[Data excerpts start]
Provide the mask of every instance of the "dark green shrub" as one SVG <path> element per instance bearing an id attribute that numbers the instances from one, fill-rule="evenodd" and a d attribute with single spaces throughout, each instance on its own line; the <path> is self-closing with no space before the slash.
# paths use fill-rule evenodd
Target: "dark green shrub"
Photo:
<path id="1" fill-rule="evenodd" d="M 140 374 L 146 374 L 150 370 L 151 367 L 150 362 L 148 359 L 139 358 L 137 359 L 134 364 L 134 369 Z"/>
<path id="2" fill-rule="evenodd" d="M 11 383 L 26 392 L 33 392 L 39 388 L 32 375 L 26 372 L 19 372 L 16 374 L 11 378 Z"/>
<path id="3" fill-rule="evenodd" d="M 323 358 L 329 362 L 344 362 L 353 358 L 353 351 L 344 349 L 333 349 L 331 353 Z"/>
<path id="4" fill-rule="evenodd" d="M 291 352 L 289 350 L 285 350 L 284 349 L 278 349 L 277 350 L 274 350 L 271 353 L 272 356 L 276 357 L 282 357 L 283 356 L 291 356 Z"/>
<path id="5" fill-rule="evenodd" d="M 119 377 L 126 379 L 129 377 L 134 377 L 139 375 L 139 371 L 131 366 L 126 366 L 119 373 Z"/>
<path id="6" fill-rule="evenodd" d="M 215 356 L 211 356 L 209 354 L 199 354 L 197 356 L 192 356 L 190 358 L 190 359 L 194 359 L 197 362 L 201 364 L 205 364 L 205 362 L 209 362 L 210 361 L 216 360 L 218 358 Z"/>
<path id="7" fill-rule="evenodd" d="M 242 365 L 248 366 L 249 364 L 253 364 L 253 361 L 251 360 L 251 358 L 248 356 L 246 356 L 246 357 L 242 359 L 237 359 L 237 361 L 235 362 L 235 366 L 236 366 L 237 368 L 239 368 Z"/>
[Data excerpts end]
**What you have to do**
Copy out the lines from the start of the records through the line containing "# paths use fill-rule evenodd", keeping both ends and changing nothing.

**Reply**
Provide the mask of every instance of the "dark green shrub" as one SVG <path> element per instance bearing an id attribute that numbers the instances from one, fill-rule="evenodd" and a d attribute with single spaces throughout, each instance on its own line; the <path> is self-closing with no space before the slash.
# paths use fill-rule evenodd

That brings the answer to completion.